Consigne 1.
Répondez aux questions suivantes à partir de l'entretien sur l'Afghanistan.
(a) Dans quels domaines exercent la plupart des Afghans vivant en France ?
(b) De quels pays viennent surtout les gros investisseurs en Afghanistan ?
(c) Quelle fonction Hubert Védrine a-t-il occupée ?
Consigne 2. Recopiez fidèlement le passage de l'entretien sur l'Afghanistan qui va de « Il existe une » à « Afghanistan. Qu’en pensez-vous ? ».

Texte à examiner.
--------
Dans ce domaine, la coopération iranienne est appréciable et utile.

Quel rôle joue la diaspora afghane, résidant en France, dans la reconstruction du pays ?

Je ne sais pas si on peut parler de diaspora en France parce que le nombre d’Afghans y est limité et la plupart exerce dans des activités tertiaires ou dans l’enseignement et la médecine. Ce ne sont donc pas de gros investisseurs. Malgré tout, je connais des Afghans, à la fois en région parisienne, en Normandie ou en Bretagne qui retournent aujourd’hui en Afghanistan. Ce sont des industriels, des commerçants qui essayent de retrouver leurs usines, leurs commerces ou qui cherchent à rebâtir. Malheureusement, les problèmes de sécurité posent parfois beaucoup de difficultés aux investisseurs afghans comme à ceux d’autres pays. En Afghanistan, les gros investisseurs viennent surtout des Etats-Unis ou des Emirats. Là-bas, quelques personnalités très riches sont susceptibles d’investir ou ont déjà investi.

Il existe une polémique en France sur le retrait, le maintien, voire l’augmentation du nombre de soldats français envoyés en Afghanistan. Hubert Védrine, ancien Ministre français des Affaires Etrangères, estime que la gestion de la crise actuelle en Afghanistan ne passe pas seulement par le volet militaire, mais qu’il faut revoir de manière globale la politique à mener en Afghanistan. Qu’en pensez-vous ?
--------
Données fournies.

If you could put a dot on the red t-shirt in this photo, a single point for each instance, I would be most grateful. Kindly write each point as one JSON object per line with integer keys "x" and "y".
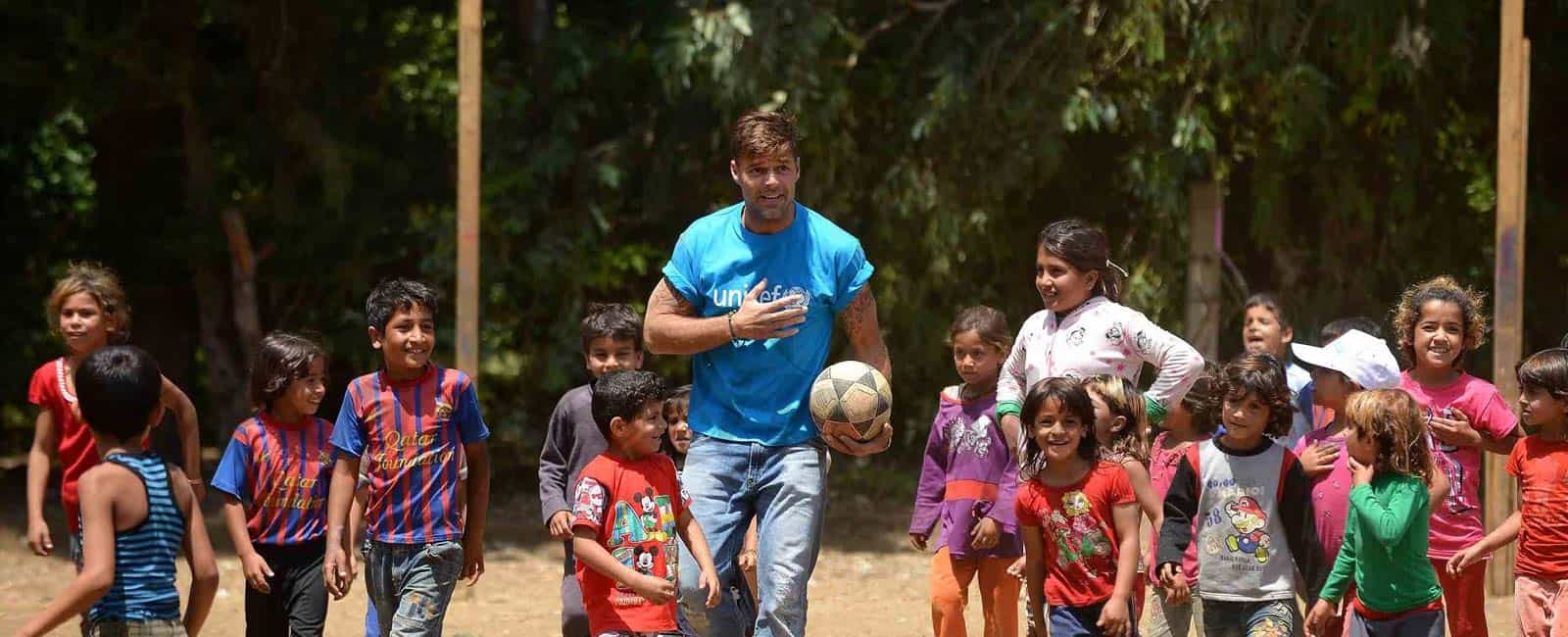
--------
Réponse rédigée 1.
(a) Dans des activités tertiaires ou dans l'enseignement et la médecine.
(b) Des États-Unis ou des Émirats.
(c) Il a été ministre français des Affaires étrangères.

Réponse rédigée 2.
Il existe une polémique en France sur le retrait, le maintien, voire l’augmentation du nombre de soldats français envoyés en Afghanistan. Hubert Védrine, ancien Ministre français des Affaires Etrangères, estime que la gestion de la crise actuelle en Afghanistan ne passe pas seulement par le volet militaire, mais qu’il faut revoir de manière globale la politique à mener en Afghanistan. Qu’en pensez-vous ?